■ ЗАДАНИЕ A: В каком году, согласно фрагменту текста, была восстановлена банька?

■ ФРАГМЕНТ ТЕКСТА:
Читаем У Лукоморья полностью

Банька восстановлена в 1978 году.

Теперь в этом памятном домике зазвучат по-особому стихи и письма Пушкина, обращенные к Алексею, Аннет, Зизи, Нетти Вульф, Анне Осиповой, к Н. М. Языкову — стихи и песни о любви, дружбе, товариществе, о «шумных пирах» тригорской молодежи.

О, где б судьба ни назначала Мне безымянный уголок,Где б ни был я, куда б ни мчала Она смиренный мой челнок,Где поздний мир мне б ни сулила,Где б ни ждала меня могила,Везде, везде в душе моей Благословлю моих друзей.Нет, нет! Нигде не позабуду Их милых, ласковых речей;Вдали, один, среди людей Воображать я вечно буду Вас, тени прибережных ив,Вас, мир и сон тригорских нив...

ТРИГОРСКИЕ ВАЗОЧКИ

Жизнь музеев Пушкинского заповедника не стоит на месте. Тот, кто приходит сюда во второй, третий раз, видит новые экспонаты, о которых ничего прежде не знал, не ведал.

Откуда же являются «новые» вещи? Отовсюду и разными путями. Это и венец трудного поиска того, что прежде считалось утраченным, это и счастливый случай, и дар доброго человека.

■ СПИСОК СТРОК:
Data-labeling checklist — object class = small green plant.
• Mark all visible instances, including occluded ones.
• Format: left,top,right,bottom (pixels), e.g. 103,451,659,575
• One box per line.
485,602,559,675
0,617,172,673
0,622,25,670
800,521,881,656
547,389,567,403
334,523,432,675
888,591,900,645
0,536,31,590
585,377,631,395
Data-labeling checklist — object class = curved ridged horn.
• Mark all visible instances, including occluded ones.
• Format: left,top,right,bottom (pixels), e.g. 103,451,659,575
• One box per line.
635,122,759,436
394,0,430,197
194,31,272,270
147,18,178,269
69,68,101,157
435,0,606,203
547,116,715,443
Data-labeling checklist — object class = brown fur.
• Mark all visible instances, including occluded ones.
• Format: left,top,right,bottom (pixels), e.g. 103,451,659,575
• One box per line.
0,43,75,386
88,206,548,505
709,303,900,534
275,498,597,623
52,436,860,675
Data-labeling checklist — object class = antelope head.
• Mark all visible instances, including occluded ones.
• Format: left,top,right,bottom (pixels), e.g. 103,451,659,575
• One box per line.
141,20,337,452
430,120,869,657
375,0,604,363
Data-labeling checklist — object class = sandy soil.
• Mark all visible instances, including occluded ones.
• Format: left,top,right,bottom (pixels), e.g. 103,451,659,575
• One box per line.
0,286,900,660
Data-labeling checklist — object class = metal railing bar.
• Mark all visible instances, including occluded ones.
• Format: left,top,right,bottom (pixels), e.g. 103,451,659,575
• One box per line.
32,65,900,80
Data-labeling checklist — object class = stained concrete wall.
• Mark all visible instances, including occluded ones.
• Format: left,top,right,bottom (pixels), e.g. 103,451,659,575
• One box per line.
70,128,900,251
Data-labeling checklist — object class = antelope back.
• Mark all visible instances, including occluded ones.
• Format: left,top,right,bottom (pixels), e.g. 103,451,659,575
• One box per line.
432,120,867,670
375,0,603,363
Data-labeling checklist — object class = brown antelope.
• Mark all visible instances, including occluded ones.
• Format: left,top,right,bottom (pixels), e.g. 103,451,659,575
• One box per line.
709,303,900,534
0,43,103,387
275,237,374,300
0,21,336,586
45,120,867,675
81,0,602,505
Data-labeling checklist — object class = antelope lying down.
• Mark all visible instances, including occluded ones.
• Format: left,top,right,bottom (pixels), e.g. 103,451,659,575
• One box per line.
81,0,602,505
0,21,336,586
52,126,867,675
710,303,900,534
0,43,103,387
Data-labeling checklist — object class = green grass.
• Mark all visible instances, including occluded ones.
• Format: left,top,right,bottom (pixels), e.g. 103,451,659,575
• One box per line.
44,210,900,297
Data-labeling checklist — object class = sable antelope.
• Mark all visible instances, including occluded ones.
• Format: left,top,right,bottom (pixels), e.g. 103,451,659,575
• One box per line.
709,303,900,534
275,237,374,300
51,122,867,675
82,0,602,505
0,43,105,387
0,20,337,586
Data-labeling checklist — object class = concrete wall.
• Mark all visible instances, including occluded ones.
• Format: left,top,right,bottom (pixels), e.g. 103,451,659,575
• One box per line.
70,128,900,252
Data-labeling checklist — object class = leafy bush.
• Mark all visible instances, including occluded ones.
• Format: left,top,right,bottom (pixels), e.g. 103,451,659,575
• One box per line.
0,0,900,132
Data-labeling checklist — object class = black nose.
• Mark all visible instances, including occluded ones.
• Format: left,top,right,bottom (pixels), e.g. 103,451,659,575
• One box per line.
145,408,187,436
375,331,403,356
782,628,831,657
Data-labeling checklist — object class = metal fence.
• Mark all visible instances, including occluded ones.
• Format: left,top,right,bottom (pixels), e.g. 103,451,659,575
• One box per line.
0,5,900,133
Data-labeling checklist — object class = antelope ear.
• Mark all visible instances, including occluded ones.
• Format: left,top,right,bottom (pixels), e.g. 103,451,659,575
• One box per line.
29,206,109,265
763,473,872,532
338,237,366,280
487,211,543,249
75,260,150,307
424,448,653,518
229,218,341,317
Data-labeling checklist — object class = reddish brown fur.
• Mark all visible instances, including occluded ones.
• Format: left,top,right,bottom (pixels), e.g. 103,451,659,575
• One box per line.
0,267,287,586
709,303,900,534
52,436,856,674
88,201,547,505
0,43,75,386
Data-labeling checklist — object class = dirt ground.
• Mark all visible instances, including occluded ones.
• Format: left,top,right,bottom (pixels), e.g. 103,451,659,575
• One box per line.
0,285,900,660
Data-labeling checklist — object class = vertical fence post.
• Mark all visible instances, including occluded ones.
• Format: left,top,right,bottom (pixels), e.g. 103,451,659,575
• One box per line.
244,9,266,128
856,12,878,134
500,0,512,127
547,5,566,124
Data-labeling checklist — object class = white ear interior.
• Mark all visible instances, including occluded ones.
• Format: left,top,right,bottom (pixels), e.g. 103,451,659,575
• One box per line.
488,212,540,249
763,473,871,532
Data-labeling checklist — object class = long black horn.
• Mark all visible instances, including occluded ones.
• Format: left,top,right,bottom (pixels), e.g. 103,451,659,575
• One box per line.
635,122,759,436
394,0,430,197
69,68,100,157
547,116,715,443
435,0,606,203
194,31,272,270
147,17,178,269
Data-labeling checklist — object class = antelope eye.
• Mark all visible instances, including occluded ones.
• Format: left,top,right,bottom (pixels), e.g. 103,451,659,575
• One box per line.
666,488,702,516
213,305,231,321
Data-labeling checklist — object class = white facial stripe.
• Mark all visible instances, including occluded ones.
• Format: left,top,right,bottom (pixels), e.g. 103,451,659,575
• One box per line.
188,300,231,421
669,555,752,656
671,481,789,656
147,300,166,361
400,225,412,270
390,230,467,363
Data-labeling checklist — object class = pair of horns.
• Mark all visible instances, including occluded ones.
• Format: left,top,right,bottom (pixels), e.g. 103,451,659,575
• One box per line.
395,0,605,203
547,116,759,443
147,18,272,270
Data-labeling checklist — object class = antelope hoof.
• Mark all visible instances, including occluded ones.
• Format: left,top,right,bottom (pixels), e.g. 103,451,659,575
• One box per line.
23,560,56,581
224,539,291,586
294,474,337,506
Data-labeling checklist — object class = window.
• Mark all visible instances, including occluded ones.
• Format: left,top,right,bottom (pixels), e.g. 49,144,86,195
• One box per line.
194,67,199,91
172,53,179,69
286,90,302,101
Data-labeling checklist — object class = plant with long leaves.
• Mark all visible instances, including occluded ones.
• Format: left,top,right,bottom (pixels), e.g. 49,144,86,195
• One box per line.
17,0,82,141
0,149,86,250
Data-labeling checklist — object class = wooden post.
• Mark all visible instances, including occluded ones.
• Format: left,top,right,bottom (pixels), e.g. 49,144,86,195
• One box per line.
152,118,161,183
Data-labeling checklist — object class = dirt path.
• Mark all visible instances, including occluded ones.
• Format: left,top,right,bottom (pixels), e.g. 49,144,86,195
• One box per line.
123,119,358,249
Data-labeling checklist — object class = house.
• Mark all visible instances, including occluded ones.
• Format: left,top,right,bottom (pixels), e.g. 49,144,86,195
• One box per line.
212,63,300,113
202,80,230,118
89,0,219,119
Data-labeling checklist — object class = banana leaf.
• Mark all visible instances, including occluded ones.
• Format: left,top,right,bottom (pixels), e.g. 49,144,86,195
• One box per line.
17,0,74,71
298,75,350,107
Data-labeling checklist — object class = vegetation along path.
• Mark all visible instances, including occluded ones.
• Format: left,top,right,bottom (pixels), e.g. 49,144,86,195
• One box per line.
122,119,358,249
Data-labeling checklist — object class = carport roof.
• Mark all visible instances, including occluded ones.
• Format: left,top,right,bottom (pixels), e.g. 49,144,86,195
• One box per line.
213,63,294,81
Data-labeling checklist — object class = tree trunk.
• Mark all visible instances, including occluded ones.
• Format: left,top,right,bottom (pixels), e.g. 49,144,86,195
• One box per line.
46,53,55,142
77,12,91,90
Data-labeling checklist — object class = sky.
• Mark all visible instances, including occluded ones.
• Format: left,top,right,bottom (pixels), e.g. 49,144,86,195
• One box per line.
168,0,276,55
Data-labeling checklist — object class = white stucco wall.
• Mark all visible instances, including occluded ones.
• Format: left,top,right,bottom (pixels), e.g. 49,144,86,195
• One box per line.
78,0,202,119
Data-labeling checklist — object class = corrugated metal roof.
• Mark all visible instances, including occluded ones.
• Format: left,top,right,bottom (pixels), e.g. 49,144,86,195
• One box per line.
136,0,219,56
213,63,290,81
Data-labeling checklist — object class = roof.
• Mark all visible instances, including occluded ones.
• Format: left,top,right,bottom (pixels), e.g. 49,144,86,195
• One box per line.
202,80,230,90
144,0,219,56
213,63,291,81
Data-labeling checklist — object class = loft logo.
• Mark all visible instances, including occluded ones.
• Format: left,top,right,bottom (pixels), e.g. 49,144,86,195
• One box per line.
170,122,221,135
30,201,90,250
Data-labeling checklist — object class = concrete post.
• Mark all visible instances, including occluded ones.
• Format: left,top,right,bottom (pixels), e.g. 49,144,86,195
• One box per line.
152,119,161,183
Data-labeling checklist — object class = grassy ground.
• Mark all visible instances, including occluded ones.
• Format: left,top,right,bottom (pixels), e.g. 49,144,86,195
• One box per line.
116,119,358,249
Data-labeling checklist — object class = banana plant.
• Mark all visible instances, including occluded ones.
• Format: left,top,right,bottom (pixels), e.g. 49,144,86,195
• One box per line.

■ ЗАДАНИЕ B: Среди строк, приведенных выше после фрагмента текста, оформите в виде нумерованного списка все строки, начиная со строки, содержащей «Data-labeling checklist — object class = window.», и вплоть до строки, содержащей «298,75,350,107», включительно, без пустых строк.

■ РЕШЕНИЕ A: В 1978 году.

■ РЕШЕНИЕ B:
1. Data-labeling checklist — object class = window.
2. • Mark all visible instances, including occluded ones.
3. • Format: left,top,right,bottom (pixels), e.g. 49,144,86,195
4. • One box per line.
5. 194,67,199,91
6. 172,53,179,69
7. 286,90,302,101
8. Data-labeling checklist — object class = plant with long leaves.
9. • Mark all visible instances, including occluded ones.
10. • Format: left,top,right,bottom (pixels), e.g. 49,144,86,195
11. • One box per line.
12. 17,0,82,141
13. 0,149,86,250
14. Data-labeling checklist — object class = wooden post.
15. • Mark all visible instances, including occluded ones.
16. • Format: left,top,right,bottom (pixels), e.g. 49,144,86,195
17. • One box per line.
18. 152,118,161,183
19. Data-labeling checklist — object class = dirt path.
20. • Mark all visible instances, including occluded ones.
21. • Format: left,top,right,bottom (pixels), e.g. 49,144,86,195
22. • One box per line.
23. 123,119,358,249
24. Data-labeling checklist — object class = house.
25. • Mark all visible instances, including occluded ones.
26. • Format: left,top,right,bottom (pixels), e.g. 49,144,86,195
27. • One box per line.
28. 212,63,300,113
29. 202,80,230,118
30. 89,0,219,119
31. Data-labeling checklist — object class = banana leaf.
32. • Mark all visible instances, including occluded ones.
33. • Format: left,top,right,bottom (pixels), e.g. 49,144,86,195
34. • One box per line.
35. 17,0,74,71
36. 298,75,350,107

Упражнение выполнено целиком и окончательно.